EXERCISE BRIEF
Format the entries below as a Markdown table with two columns, "No." for the row number and "Entry" for the line, and skip any blank lines. Leave the pictures out.

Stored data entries
===============
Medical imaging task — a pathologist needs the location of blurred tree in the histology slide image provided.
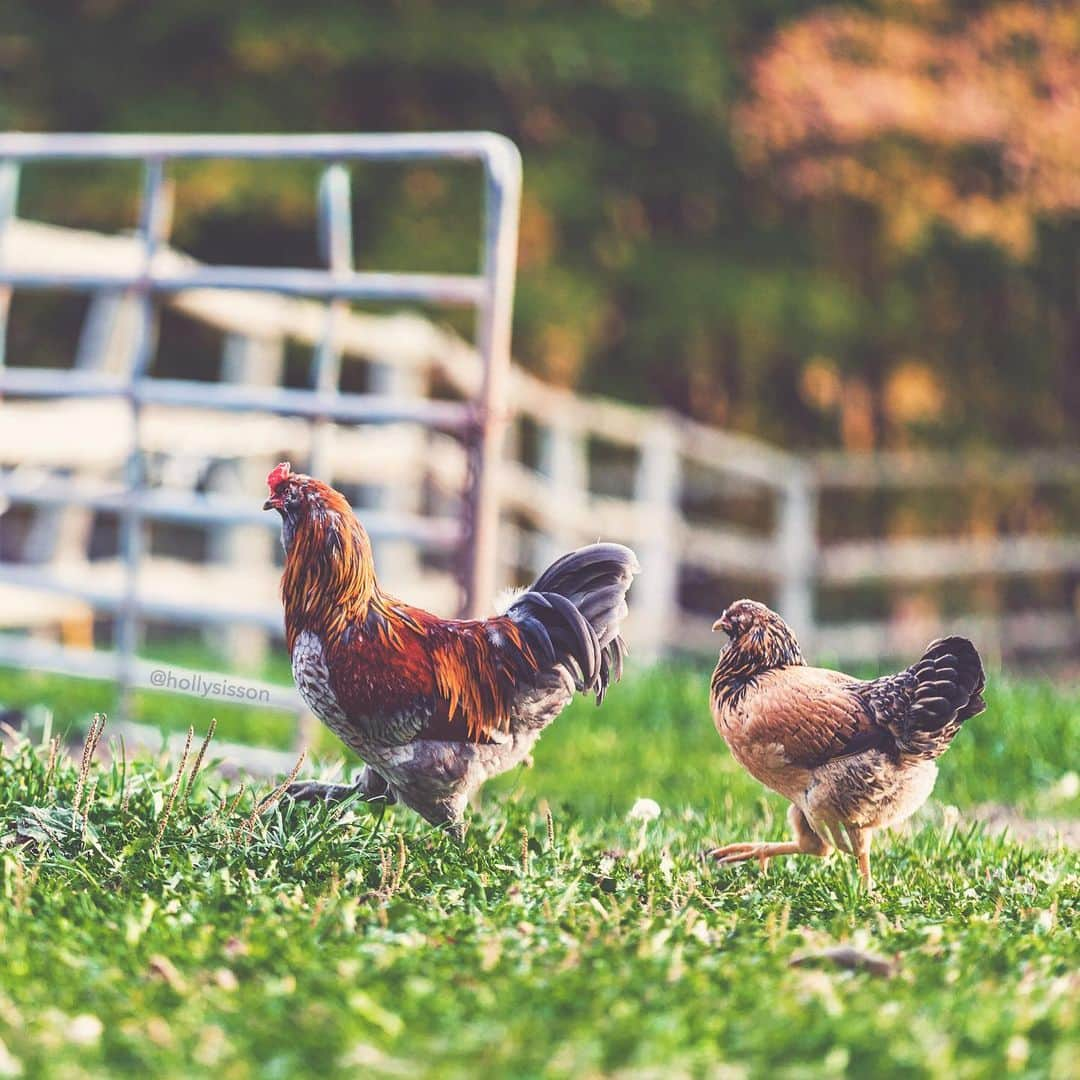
[0,0,1080,445]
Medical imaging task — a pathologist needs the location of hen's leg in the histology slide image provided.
[706,806,833,870]
[285,765,397,806]
[845,825,874,892]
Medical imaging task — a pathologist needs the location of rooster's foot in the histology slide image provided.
[705,840,804,870]
[285,768,397,806]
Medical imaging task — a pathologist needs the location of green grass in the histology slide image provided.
[0,670,1080,1078]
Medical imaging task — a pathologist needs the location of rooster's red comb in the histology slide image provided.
[267,461,293,491]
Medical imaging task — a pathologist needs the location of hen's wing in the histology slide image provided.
[741,637,985,768]
[731,665,892,769]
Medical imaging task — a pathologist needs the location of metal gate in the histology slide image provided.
[0,133,521,707]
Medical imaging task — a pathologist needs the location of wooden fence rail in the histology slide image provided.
[0,220,1080,695]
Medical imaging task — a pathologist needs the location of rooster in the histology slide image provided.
[708,600,986,889]
[262,461,638,839]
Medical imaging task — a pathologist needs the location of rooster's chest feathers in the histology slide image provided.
[293,630,346,731]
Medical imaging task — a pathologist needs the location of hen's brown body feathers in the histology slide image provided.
[267,464,637,834]
[712,600,985,882]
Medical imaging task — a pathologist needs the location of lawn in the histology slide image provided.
[0,669,1080,1078]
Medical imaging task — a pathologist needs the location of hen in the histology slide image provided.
[262,462,638,837]
[710,600,986,888]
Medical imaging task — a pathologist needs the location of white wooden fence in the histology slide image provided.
[0,220,1080,700]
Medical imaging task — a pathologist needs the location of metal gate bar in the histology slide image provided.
[0,132,522,717]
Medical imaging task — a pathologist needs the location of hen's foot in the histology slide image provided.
[285,780,356,802]
[705,840,804,870]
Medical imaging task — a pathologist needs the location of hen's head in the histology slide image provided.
[713,600,805,670]
[262,461,353,551]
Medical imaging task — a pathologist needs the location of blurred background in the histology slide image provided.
[0,0,1080,743]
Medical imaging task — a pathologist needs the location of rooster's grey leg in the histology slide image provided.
[706,806,833,870]
[285,765,397,806]
[845,825,874,892]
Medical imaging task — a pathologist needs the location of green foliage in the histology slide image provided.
[0,671,1080,1078]
[0,0,1080,446]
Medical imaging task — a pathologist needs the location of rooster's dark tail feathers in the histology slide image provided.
[505,543,639,704]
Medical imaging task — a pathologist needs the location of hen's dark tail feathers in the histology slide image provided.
[897,637,986,757]
[505,543,639,704]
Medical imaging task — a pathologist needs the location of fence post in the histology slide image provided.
[630,413,683,662]
[777,464,818,651]
[369,364,425,600]
[208,334,285,671]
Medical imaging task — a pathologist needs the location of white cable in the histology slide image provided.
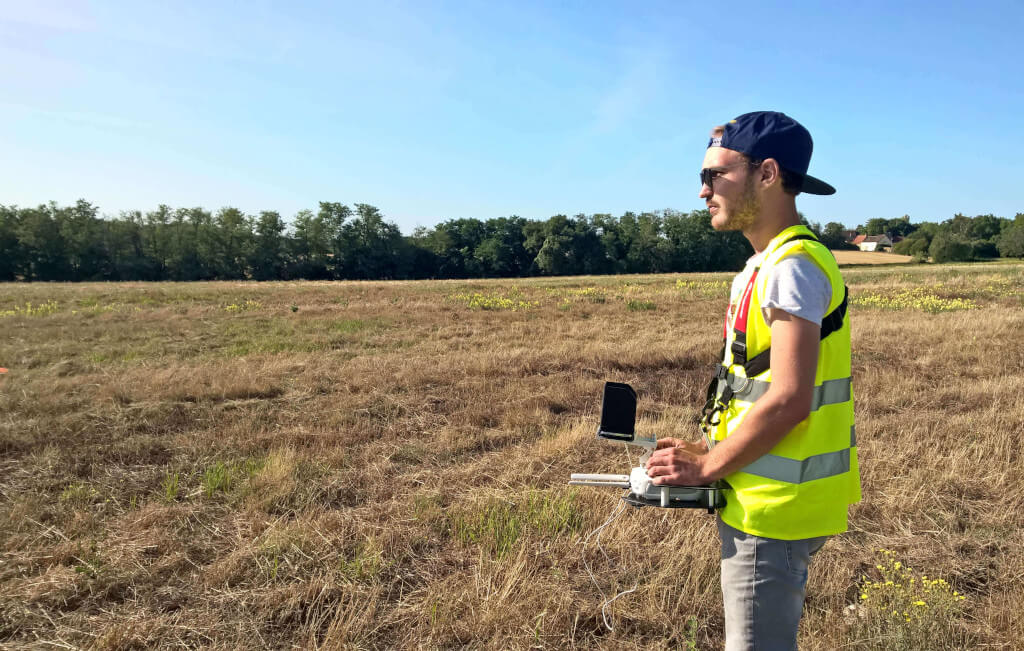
===============
COMPLETE ANSWER
| No. | Entry |
|---|---|
| 1 | Medical imaging task — a pathologist needs the location of blurred tree in the histology slide image provided. |
| 2 | [0,0,1080,445] |
| 3 | Medical imaging task — a pathologist needs the location of hen's leg in the histology slide image provided. |
| 4 | [706,806,833,870] |
| 5 | [285,765,397,806] |
| 6 | [845,825,874,892] |
| 7 | Medical imaging task — a pathologist needs the location of rooster's foot in the histology slide image provided. |
| 8 | [705,840,804,870] |
| 9 | [285,768,397,806] |
| 10 | Medical imaging task — a pathologist needs the location of green grass in the histology slide image provided. |
| 11 | [0,670,1080,1078] |
| 12 | Medical imaging task — a pathologist needs the location of rooster's red comb in the histology slide image provided. |
| 13 | [267,461,293,491] |
| 14 | Medical imaging task — a pathologist needs the location of hen's wing in the histology slide image provided. |
| 15 | [741,637,985,768] |
| 16 | [731,665,892,769] |
| 17 | Medical imaging task — a pathologist needs the location of metal gate in the histology slide image provided. |
| 18 | [0,133,521,707] |
| 19 | Medical imaging task — a pathologist needs the location of wooden fence rail in the histology slide image provided. |
| 20 | [0,220,1080,695] |
| 21 | Medical imaging task — a pathologist needs the location of rooster in the histology slide image provided. |
| 22 | [708,600,986,889] |
| 23 | [262,461,638,839] |
| 24 | Medical imaging task — a pathologist needs the location of rooster's chest feathers in the histology slide image provided. |
| 25 | [293,630,346,731] |
| 26 | Medical imaging task — a pathologist needs the location of hen's brown body feathers in the histology slide image provided. |
| 27 | [267,464,637,834] |
| 28 | [712,600,985,882] |
| 29 | Medical imaging task — a pathologist needs the location of lawn in the histology slide image provided. |
| 30 | [0,669,1080,1078] |
| 31 | Medical imaging task — a pathologist needs the location of hen in the histology slide image provided. |
| 32 | [262,462,638,837] |
| 33 | [710,600,986,888] |
| 34 | Medical imaging task — a pathologist needs the location of white wooden fence in the histology slide image provided. |
| 35 | [0,220,1080,700] |
| 36 | Medical imaging task — a pathologist needs the location of metal gate bar in the histology slide image provided. |
| 37 | [0,132,522,717] |
| 38 | Medical imaging task — a pathologist needs the location of hen's foot in the histology slide image provided. |
| 39 | [285,780,356,802] |
| 40 | [705,840,804,870] |
| 41 | Medical imaging task — a pathologist needs the location of hen's head in the histology slide image provided. |
| 42 | [713,600,805,670] |
| 43 | [262,461,353,551] |
| 44 | Medical imaging task — a pathologist needs the location of blurred background in the histology slide image provided. |
| 45 | [0,0,1080,743] |
| 46 | Medical imaging task — a pathologist needs the location of rooster's grey leg in the histology slide image provided. |
| 47 | [706,806,833,870] |
| 48 | [285,765,397,806] |
| 49 | [845,825,874,892] |
| 50 | Medical imaging task — a pathologist needs the location of green foliage in the histology slide image provided. |
| 51 | [0,671,1080,1078] |
| 52 | [0,0,1080,446] |
| 53 | Medical imaging task — a pathologist needs the location of rooster's dark tail feathers in the histology slide image provided. |
| 54 | [505,543,639,704] |
| 55 | Medical imaging task — a pathologist needs the location of hen's dark tail feathers in the histology slide image provided. |
| 56 | [897,637,986,757] |
| 57 | [505,543,639,704] |
| 58 | Medical imaging task — a pathologist needs the location of fence post in the histology slide image provided. |
| 59 | [630,413,683,662] |
| 60 | [777,464,818,651] |
| 61 | [369,364,425,600] |
| 62 | [208,334,285,671] |
| 63 | Medical imaging task — a pathologist needs the location of white cable in the histology slide image provided. |